### Requirements
Write out every line of the items below as one numbered list, leaving out any blank lines.

### Extracted material
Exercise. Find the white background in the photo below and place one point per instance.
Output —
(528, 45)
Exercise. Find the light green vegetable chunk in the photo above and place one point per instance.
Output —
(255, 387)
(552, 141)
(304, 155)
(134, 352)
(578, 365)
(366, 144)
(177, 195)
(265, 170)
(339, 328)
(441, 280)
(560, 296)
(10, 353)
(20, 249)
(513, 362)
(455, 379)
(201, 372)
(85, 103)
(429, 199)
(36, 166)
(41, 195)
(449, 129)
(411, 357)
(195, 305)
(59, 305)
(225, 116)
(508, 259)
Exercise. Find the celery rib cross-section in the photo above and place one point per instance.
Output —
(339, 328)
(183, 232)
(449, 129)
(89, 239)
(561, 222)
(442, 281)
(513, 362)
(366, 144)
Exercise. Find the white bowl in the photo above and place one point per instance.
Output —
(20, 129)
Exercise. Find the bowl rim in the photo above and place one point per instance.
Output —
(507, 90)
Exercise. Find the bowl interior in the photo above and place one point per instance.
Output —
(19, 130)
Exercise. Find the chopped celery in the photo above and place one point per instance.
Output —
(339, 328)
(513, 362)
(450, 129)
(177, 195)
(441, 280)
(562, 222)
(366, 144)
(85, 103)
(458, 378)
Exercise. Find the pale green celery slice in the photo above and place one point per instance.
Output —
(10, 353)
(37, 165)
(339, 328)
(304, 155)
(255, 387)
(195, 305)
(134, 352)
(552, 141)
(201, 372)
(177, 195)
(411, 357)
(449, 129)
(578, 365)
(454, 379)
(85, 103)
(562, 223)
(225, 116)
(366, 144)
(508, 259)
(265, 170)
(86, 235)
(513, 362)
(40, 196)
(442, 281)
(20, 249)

### Final result
1. Exercise. Find the white background in the photo below and place one point per instance.
2. Output —
3. (528, 45)
4. Exercise. Find the light green vegetable chunk in the photo above and place one point per instance.
5. Output —
6. (255, 387)
7. (552, 141)
8. (304, 155)
9. (134, 352)
10. (578, 365)
11. (366, 144)
12. (177, 195)
13. (265, 170)
14. (339, 328)
15. (441, 280)
16. (560, 296)
17. (10, 353)
18. (20, 249)
19. (513, 362)
20. (455, 379)
21. (201, 372)
22. (85, 103)
23. (429, 199)
24. (36, 166)
25. (41, 195)
26. (449, 129)
27. (411, 357)
28. (195, 305)
29. (59, 305)
30. (225, 116)
31. (508, 259)
32. Exercise. Find the celery rib cross-section in the photo above and place one point per instance.
33. Output —
34. (339, 328)
35. (183, 232)
36. (449, 129)
37. (89, 239)
38. (561, 222)
39. (442, 281)
40. (513, 362)
41. (366, 144)
42. Exercise. Find the white bowl in the photo above and place one point per instance.
43. Output —
44. (20, 129)
45. Exercise. Find the bowl rim in the photo above and place one point per instance.
46. Output —
47. (507, 90)
48. Exercise. Find the bowl interior in the photo above and place one point per instance.
49. Output —
50. (19, 130)
51. Exercise. Find the chopped celery in the photo above and place one point per instance.
52. Output —
53. (339, 328)
54. (513, 362)
55. (450, 129)
56. (177, 195)
57. (441, 280)
58. (562, 222)
59. (366, 144)
60. (85, 103)
61. (458, 378)
62. Exercise. Find the pale green celery slice in the photo above and place one point per instance.
63. Output —
64. (10, 353)
65. (37, 165)
66. (339, 328)
67. (304, 155)
68. (255, 387)
69. (195, 305)
70. (134, 352)
71. (552, 141)
72. (201, 372)
73. (177, 195)
74. (411, 357)
75. (449, 129)
76. (578, 365)
77. (454, 379)
78. (85, 103)
79. (562, 223)
80. (225, 116)
81. (366, 144)
82. (508, 259)
83. (265, 170)
84. (86, 235)
85. (513, 362)
86. (40, 196)
87. (442, 281)
88. (20, 249)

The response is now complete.